** Start of Document extract **

Maximum score estimator

Last updated June 30, 2021

In statistics and econometrics, the maximum score estimator is a nonparametric estimator for discrete choice models developed by Charles Manski in 1975. Unlike the multinomial probit and multinomial logit estimators, it makes no assumptions about the distribution of the unobservable part of utility. However, its statistical properties (particularly its asymptotic distribution) are more complicated than the multinomial probit and logit models, making statistical inference difficult. To address these issues, Joel Horowitz proposed a variant, called the smoothed maximum score estimator.

Setting

When modelling discrete choice problems, it is assumed that the choice is determined by the comparison of the underlying latent utility.^[1] Denote the population of the agents as T and the common choice set for each agent as C. For agent $t\in T$ , denote her choice as $y_{t,i}$ , which is equal to 1 if choice i is chosen and 0 otherwise. Assume latent utility is linear in the explanatory variables, and there is an additive response error. Then for an agent $t\in T$ ,

y_{t,i}=1\leftrightarrow x_{t,i}\beta +\epsilon _{t,i}>x_{t,j}\beta +\epsilon _{t,j},\forall j\neq i

and

j\in C

where $x_{t,i}$ and $x_{t,j}$ are the q-dimensional observable covariates about the agent and the choice, and $\epsilon _{t,i}$ and $\epsilon _{t,j}$ are the factors entering the agent's decision that are not observed by the econometrician. The construction of the observable covariates is very general. For instance, if C is a set of different brands of coffee, then $x_{t,i}$ includes the characteristics both of the agent t, such as age, gender, income and ethnicity, and of the coffee i, such as price, taste and whether it is local or imported. All of the error terms are assumed i.i.d. and we need to estimate $\beta$ which characterizes the effect of different factors on the agent's choice.

** End of Document extract **
** Start of Record list **

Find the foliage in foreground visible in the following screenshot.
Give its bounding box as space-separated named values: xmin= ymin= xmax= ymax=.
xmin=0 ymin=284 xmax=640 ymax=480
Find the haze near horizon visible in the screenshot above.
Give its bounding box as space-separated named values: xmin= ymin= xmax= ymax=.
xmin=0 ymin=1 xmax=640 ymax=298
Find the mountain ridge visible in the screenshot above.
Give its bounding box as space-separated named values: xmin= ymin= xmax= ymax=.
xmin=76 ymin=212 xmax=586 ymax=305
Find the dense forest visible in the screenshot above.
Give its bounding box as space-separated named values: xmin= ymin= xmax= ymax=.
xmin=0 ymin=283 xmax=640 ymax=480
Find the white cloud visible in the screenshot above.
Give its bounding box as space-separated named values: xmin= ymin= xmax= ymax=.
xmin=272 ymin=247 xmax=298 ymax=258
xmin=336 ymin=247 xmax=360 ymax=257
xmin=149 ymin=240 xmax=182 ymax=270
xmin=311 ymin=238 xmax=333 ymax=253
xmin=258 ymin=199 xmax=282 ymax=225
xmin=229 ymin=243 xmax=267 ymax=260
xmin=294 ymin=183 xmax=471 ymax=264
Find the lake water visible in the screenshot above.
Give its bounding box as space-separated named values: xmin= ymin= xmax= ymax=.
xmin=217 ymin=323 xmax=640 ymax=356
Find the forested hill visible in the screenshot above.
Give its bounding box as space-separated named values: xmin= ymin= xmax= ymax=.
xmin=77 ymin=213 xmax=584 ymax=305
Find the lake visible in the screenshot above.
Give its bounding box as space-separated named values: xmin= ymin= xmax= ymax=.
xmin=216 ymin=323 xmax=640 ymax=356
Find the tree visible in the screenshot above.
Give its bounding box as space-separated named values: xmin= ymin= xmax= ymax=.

** End of Record list **

(Given instruction) From the text on the maximum score estimator, return everything from "Last updated June" down to "maximum score estimator.", copied word for word. The records are not required for the work that follows.

(Answer to this exercise)
Last updated June 30, 2021

In statistics and econometrics, the maximum score estimator is a nonparametric estimator for discrete choice models developed by Charles Manski in 1975. Unlike the multinomial probit and multinomial logit estimators, it makes no assumptions about the distribution of the unobservable part of utility. However, its statistical properties (particularly its asymptotic distribution) are more complicated than the multinomial probit and logit models, making statistical inference difficult. To address these issues, Joel Horowitz proposed a variant, called the smoothed maximum score estimator.